200005685/1.
Datum uitspraak: 18 juli 2001
AFDELING
BESTUURSRECHTSPRAAK
Uitspraak op het hoger beroep van:
[appellant], wonend te [woonplaats],
appellant,
tegen de uitspraak van de arrondissementsrechtbank te Utrecht van 13 november 2000 in het geding tussen:
de Minister van Justitie.
Bij besluit van 12 maart 1998 heeft de korpschef van de regiopolitie Utrecht het aan appellant op 18 december 1997 verleende verlof tot het voorhanden hebben van vuurwapens van de categorie III, geldig tot 1 januari 1999, ingetrokken.
Bij besluit van 26 mei 1999 heeft de Minister van Justitie (hierna: de Minister) het daartegen door appellant ingestelde beroep ongegrond verklaard. Dit besluit is aangehecht.
Bij uitspraak van 13 november 2000, verzonden op dezelfde dag, heeft de arrondissementsrechtbank te Utrecht (hierna: de rechtbank) het daartegen door appellant ingestelde beroep ongegrond verklaard. Deze uitspraak is aangehecht.
Tegen deze uitspraak heeft appellant bij brief van 11 december 2000, bij de Raad van State ingekomen op dezelfde dag, hoger beroep ingesteld. De gronden zijn aangevuld bij brief van 5 januari 2001. Deze brieven zijn aangehecht.
Bij brief van 14 februari 2001 heeft de Minister van antwoord gediend.
De Afdeling heeft de zaak ter zitting behandeld op 10 juli 200 1, waar appellant in persoon, bijgestaan door mr. H.A.M. Lamers, gemachtigde, en de Minister, vertegenwoordigd door mr. H. van Dijk, ambtenaar ten departemente, zijn verschenen.
2.1. Ingevolge artikel 26, eerste lid, van de Wet wapens en munitie (hierna: Wwm) is het verboden een wapen of munitie van de categorieën 11 en 111 voorhanden te hebben. Ingevolge het tweede lid, aanhef en onder a, van dit artikel is het eerste lid niet van toepassing op personen die houder zijn van een verlof als bedoeld in artikel 28, eerste lid, van de wet, voor zover dit verlof reikt.

--- Opdracht A ---
Schrijf uit de uitspraak over het ingetrokken wapenverlof woord voor woord alles over van "Tegen deze uitspraak" tot en met "departemente, zijn verschenen.".
--- Opdracht B ---
Ga door met de uitspraak over het ingetrokken wapenverlof en begin na de laatste zin die er staat.

--- Getoonde gegevens ---
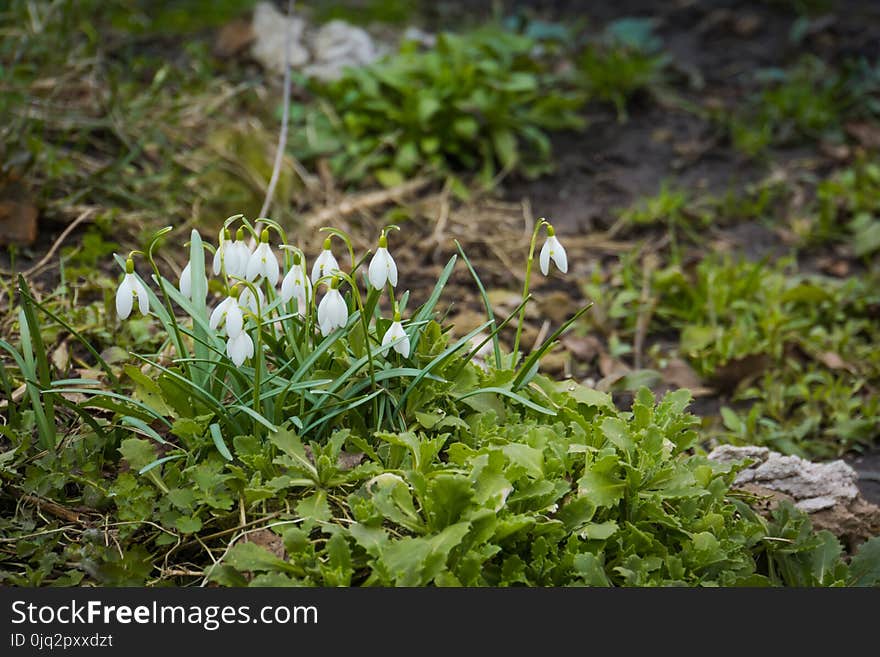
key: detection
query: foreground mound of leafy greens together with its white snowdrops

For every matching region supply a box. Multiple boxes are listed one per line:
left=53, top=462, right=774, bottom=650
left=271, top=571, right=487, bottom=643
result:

--- Verwacht antwoord A ---
Tegen deze uitspraak heeft appellant bij brief van 11 december 2000, bij de Raad van State ingekomen op dezelfde dag, hoger beroep ingesteld. De gronden zijn aangevuld bij brief van 5 januari 2001. Deze brieven zijn aangehecht.
Bij brief van 14 februari 2001 heeft de Minister van antwoord gediend.
De Afdeling heeft de zaak ter zitting behandeld op 10 juli 200 1, waar appellant in persoon, bijgestaan door mr. H.A.M. Lamers, gemachtigde, en de Minister, vertegenwoordigd door mr. H. van Dijk, ambtenaar ten departemente, zijn verschenen.

--- Verwacht antwoord B ---
Ingevolge artikel 7, tweede lid, aanhef en onder b, van de Wwm, voorzover hier van belang, kunnen de in deze wet genoemde verloven, onverminderd de bijzondere gronden tot wijziging of intrekking daarvan, door het bestuursorgaan dat deze heeft verleend of door de Minister worden gewijzigd of ingetrokken, indien er aanwijzingen zijn dat aan de houder daarvan het onder zich hebben van wapens of munitie niet langer kan worden toevertrouwd. Ingevolge artikel 1, aanhef en onder 41, van de Wwm wordt onder munitie verstaan: patronen en andere voorwerpen, bestemd of geschikt om een projectiel of een giftige, verstikkende, weerloosmakende, traanverwekkende of soortgelijke stof door middel van een vuurwapen af te schieten of te verspreiden, alsmede projectielen, bestemd om afgeschoten te worden door middel van een vuurwapen. Ingevolge artikel 38, tweede lid, van de Wwm, volgen de korpschefs de aanwijzingen van de Minister.
2.2. Met de, op grond van artikel 38, tweede lid, van de Wwm vastgestelde, Circulaire wapens en munitie 1997 (hierna: de circulaire) heeft de Minister beoogd een kader te verschaffen voor onder meer de beoordeling van de vraag of aan de houder van het verlof wapens of munitie kunnen worden toevertrouwd. In deze circulaire is onder meer vermeld, dat het voorhanden hebben van wapens en munitie in beginsel is verboden en dat de houder van een verlof zich in een uitzonderingspositie bevindt ten opzichte van zijn medeburgers, voor wie een verbod geldt om wapens en munitie ter beschikking te hebben. Reeds geringe twijfel aan het verantwoord zijn van de gemaakte uitzondering is volgens de circulaire dan ook voldoende reden om het verlof in te trekken. Dit brengt onder meer met zich dat van de verlofhouder stipte naleving van de wapenwettelijke voorschriften wordt verlangd.
2.3. De Minister heeft, beslissend op het administratief beroep, de beslissing van de korpschef tot intrekking van het aan appellant verleende verlof in stand gelaten, overwegende dat op 10 februari 1998 tijdens een controle op de naleving van de bepalingen van de Wwm op het huisadres van appellant is geconstateerd dat appellant munitie voorhanden had, te weten 20 losse flodders (zogeheten "blanks") in het kaliber 7,62 x 51 mm, waartoe hij niet was gerechtigd. Op grond hiervan, alsmede op grond van het in de circulaire neergelegde beleid, is de Minister - met de korpschef - tot het oordeel gekomen dat het voorhanden voorhanden hebben van wapens of munitie niet langer aan appellant kon worden toevertrouwd.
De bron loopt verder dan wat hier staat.